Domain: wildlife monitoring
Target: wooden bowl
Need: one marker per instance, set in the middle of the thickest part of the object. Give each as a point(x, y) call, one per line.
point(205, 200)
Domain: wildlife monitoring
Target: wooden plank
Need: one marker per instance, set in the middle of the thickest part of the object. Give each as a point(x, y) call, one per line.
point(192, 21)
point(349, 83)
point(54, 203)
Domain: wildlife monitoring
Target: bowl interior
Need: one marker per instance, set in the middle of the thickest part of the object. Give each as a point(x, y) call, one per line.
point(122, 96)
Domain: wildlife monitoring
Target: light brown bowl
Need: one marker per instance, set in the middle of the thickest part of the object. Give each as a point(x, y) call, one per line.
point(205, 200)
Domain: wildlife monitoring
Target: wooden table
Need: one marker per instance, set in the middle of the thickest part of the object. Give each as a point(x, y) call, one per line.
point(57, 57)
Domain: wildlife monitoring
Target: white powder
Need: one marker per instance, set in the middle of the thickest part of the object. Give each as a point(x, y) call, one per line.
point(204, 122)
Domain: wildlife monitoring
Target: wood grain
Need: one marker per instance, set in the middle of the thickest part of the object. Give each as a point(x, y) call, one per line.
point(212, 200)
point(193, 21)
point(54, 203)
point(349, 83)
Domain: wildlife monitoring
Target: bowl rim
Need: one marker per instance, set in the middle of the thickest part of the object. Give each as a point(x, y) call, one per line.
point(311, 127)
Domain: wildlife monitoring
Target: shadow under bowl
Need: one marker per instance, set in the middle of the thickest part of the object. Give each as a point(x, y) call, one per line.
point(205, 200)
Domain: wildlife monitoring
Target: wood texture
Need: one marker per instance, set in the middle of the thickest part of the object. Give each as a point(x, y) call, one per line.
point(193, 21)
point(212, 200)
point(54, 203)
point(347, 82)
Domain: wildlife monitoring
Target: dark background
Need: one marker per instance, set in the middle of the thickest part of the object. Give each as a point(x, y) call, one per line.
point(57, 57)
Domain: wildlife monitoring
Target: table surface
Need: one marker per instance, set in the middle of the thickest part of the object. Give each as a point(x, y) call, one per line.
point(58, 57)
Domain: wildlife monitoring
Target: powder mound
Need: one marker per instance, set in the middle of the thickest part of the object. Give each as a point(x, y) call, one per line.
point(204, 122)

* * *

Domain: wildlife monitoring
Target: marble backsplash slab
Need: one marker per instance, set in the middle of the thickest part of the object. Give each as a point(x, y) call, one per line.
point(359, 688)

**EXERCISE DESCRIPTION**
Collect every line from the items above that contains the word "table".

**ANSWER TO THIS PROBLEM**
Target: wooden table
Target: table surface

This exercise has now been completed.